+++ Dataset extract

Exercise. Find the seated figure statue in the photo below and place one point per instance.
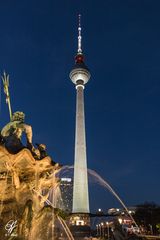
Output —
(12, 133)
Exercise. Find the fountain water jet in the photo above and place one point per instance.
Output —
(66, 169)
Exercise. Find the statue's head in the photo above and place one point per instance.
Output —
(18, 116)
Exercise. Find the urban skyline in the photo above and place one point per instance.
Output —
(121, 45)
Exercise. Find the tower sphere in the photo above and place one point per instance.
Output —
(80, 73)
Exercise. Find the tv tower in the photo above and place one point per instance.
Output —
(80, 75)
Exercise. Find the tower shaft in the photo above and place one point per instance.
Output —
(80, 187)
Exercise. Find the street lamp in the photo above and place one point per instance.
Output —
(97, 229)
(102, 229)
(107, 230)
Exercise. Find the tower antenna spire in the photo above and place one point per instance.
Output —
(79, 35)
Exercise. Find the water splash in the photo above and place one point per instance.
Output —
(66, 170)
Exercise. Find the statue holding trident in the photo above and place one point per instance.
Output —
(5, 79)
(12, 132)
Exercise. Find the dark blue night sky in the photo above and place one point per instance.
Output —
(121, 42)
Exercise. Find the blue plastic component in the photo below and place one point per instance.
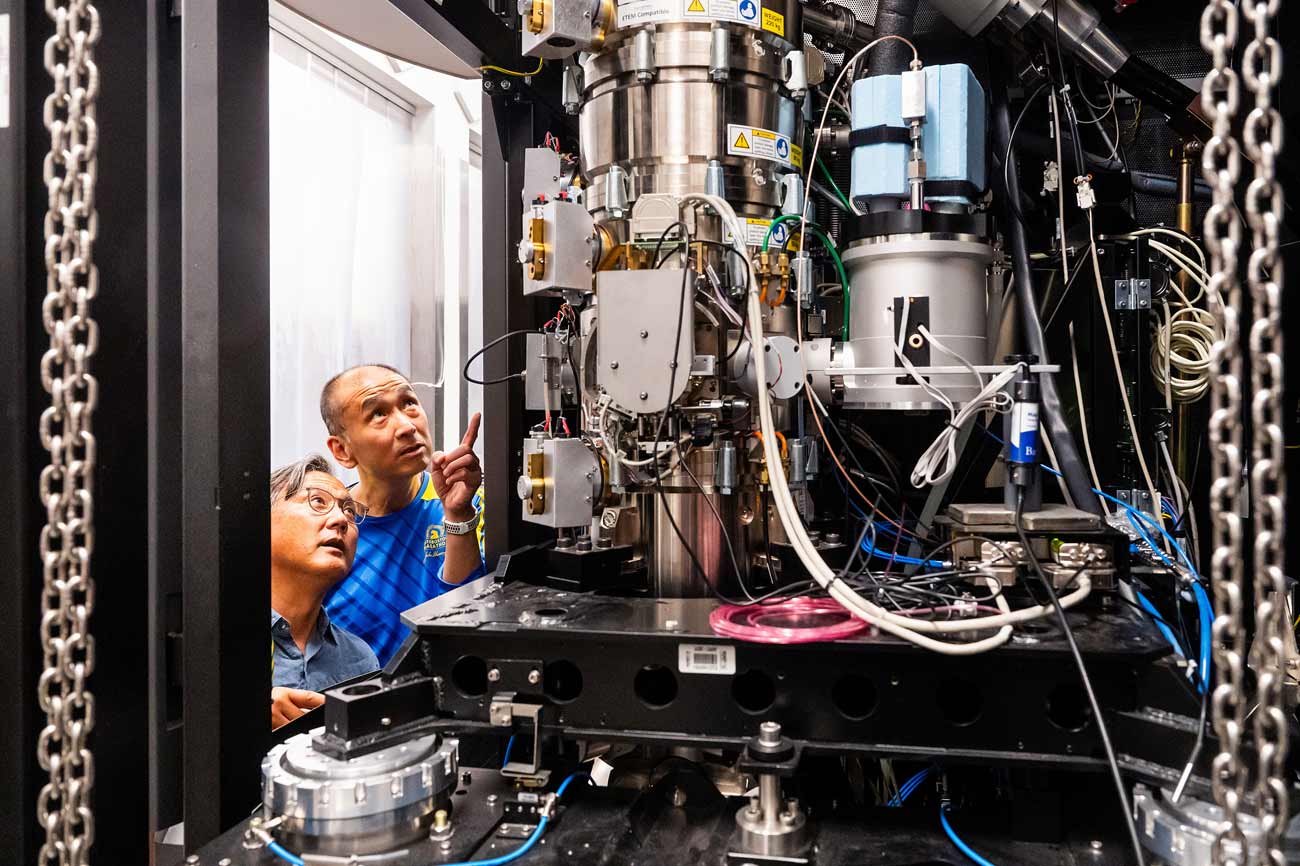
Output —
(953, 137)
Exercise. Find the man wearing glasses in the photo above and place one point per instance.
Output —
(421, 536)
(313, 524)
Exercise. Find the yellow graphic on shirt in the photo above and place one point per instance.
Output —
(434, 542)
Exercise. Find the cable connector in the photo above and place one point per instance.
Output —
(1083, 194)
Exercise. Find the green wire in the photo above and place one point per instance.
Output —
(835, 186)
(835, 256)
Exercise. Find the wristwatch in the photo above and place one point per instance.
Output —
(463, 527)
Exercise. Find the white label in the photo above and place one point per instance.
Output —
(761, 143)
(757, 229)
(744, 12)
(4, 70)
(706, 658)
(638, 12)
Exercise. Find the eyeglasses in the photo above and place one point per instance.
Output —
(323, 501)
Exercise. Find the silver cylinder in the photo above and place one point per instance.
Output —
(950, 272)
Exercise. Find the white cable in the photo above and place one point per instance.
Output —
(1114, 358)
(939, 460)
(1083, 420)
(1056, 124)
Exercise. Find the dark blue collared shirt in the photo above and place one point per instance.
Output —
(332, 656)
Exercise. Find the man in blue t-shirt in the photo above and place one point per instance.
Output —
(421, 533)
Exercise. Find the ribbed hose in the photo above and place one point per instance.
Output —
(1062, 440)
(893, 18)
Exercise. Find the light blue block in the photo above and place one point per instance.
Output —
(954, 135)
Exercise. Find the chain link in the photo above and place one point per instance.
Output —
(1221, 161)
(66, 483)
(1261, 70)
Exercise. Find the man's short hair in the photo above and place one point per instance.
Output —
(287, 480)
(330, 412)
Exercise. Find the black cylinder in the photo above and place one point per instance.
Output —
(893, 18)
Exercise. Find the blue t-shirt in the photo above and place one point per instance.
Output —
(332, 656)
(399, 561)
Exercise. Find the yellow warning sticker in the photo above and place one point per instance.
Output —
(772, 21)
(763, 143)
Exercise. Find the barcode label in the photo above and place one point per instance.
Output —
(706, 658)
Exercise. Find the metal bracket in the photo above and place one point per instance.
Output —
(1132, 294)
(503, 711)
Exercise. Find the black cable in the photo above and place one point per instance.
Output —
(486, 346)
(1062, 440)
(722, 524)
(1083, 675)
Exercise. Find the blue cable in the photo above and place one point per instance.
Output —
(962, 847)
(1161, 626)
(278, 851)
(909, 788)
(867, 548)
(1207, 611)
(1151, 542)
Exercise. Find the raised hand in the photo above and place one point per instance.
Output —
(456, 475)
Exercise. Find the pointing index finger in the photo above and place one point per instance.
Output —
(472, 431)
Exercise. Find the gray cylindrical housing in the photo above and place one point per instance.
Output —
(952, 273)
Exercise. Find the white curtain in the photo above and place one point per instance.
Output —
(342, 271)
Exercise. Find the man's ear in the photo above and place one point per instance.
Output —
(341, 453)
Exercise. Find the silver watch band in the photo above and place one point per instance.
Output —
(462, 528)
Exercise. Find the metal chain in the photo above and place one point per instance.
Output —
(1261, 70)
(66, 489)
(1221, 161)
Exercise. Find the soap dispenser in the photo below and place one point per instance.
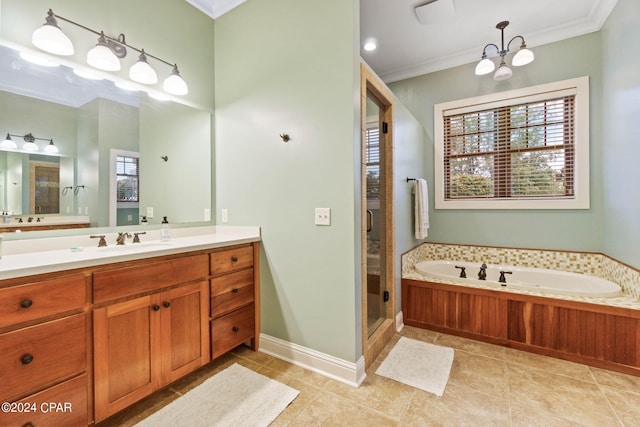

++++++

| What is expected |
Retype every entry exactly as written, but omit the pictures.

| Solution to this task |
Exercise. Find the seated figure statue in the photo below and place one point per instance.
Output —
(12, 133)
Exercise. Find the fountain water jet in the photo above and place one point per instance.
Output —
(66, 169)
Exercise. Find the statue's head in the photo above and place one point per instance.
Output —
(18, 116)
Exercise. Find the urban skyline in the photo above and place one point per instance.
Output —
(121, 45)
Exercise. Find the tower sphere in the photo above and place one point per instance.
Output —
(80, 73)
Exercise. Find the tv tower in the photo above and place one point per instance.
Output —
(80, 75)
Exercise. Find the tower shaft in the photo above and place one point per instance.
Output —
(80, 187)
Exercise. Find the street lamp in the photo above and place one point per instance.
Output —
(97, 229)
(102, 229)
(107, 230)
Exercise. Find the tower antenna spire in the photo above and place one point per instance.
Output —
(79, 35)
Exercise. Find the water splash in the photo above and place one point per instance.
Output —
(66, 170)
Exercise. Find the statue holding trident in the photo above and place one point per instance.
Output —
(5, 79)
(12, 132)
Exercise. Find the dark blue night sky in the photo above and place one point per instance.
Output —
(121, 42)
Exercise. Find the blue plastic component in the photo below and place one point per instance.
Output —
(953, 137)
Exercise. Find the man wearing glasses in the photo above and place one point per instance.
Output —
(421, 536)
(313, 524)
Exercise. Find the yellow graphic on shirt in the photo above and place one point per instance.
Output —
(434, 542)
Exercise. Find the cable connector in the photo above and place one point per instance.
Output —
(1083, 194)
Exercise. Find the green wire in the photo above and place one point per instance.
Output —
(835, 186)
(835, 256)
Exercise. Find the wristwatch in the photo above and place one point per instance.
Output —
(463, 527)
Exercise. Find the white label in the photo above and place one point per instance.
Output —
(761, 143)
(757, 229)
(744, 12)
(4, 70)
(706, 658)
(638, 12)
Exercise. Find the eyeglasses in the photo above and place one point per instance.
Output —
(323, 501)
Exercise. Find the silver cylinder in the photo above and place one point per instance.
Output —
(950, 272)
Exercise. Find the white cable in the photo above and place one point per instance.
Output —
(1114, 358)
(939, 460)
(1083, 420)
(1056, 124)
Exercise. Find the dark blue collared shirt in the photo above and place one point per instance.
Output —
(332, 656)
Exercise. Find the man in blue t-shirt in the photo above and place one point per instance.
Output —
(421, 533)
Exercise. Find the ribbed hose in the photo above and place one point per instance.
Output —
(1062, 440)
(893, 18)
Exercise. Find the light blue block in the photo above and place one point per instance.
Output —
(954, 135)
Exercise. Find the chain link in the photo above and place one point per instance.
Output —
(1221, 161)
(66, 483)
(1261, 70)
Exercise. Find the man's short hair in the photo above and place one point per instance.
Output —
(287, 480)
(330, 412)
Exercise. Find the black cylinder in the photo above and place one point per instance.
Output —
(893, 18)
Exercise. Find the blue t-shirt in the photo above and place one point per instance.
Output —
(332, 656)
(399, 561)
Exercise. Find the yellow warning sticker in the photo above and place one point per instance.
Output —
(772, 21)
(763, 143)
Exercise. Find the barcode label in the photo above and place one point per instance.
Output —
(706, 658)
Exercise. Find the metal bracket in the photo above and place one point per instance.
Output —
(1132, 294)
(503, 711)
Exercise. Find the black cable in the photo above and place one point per instance.
Output —
(486, 346)
(1062, 440)
(722, 524)
(1083, 675)
Exercise. Find the blue cable in the photo above and place one point per instance.
Output —
(962, 847)
(1161, 626)
(278, 851)
(909, 788)
(867, 548)
(1207, 611)
(1151, 542)
Exercise. Find the raised hand in the photo above and place one point per instance.
Output —
(456, 475)
Exercise. Find the pointing index finger in the photo above and place one point per instance.
Output —
(472, 431)
Exercise. Find the gray cylindrical housing in the photo above and place one point per instance.
Output —
(952, 273)
Exercise. Find the white curtain in the photo above and place one point per instance.
Output —
(342, 271)
Exercise. Find the man's ear in the photo above and place one point per instance.
Output —
(341, 453)
Exercise. Find the silver watch band in the photo above and place one point per instance.
Output —
(462, 528)
Exercise. Find the metal chain in the photo above and place one point per instance.
Output —
(1261, 70)
(66, 489)
(1221, 161)
Exercise. Find the soap dispenser in the photo below and place one point per instance.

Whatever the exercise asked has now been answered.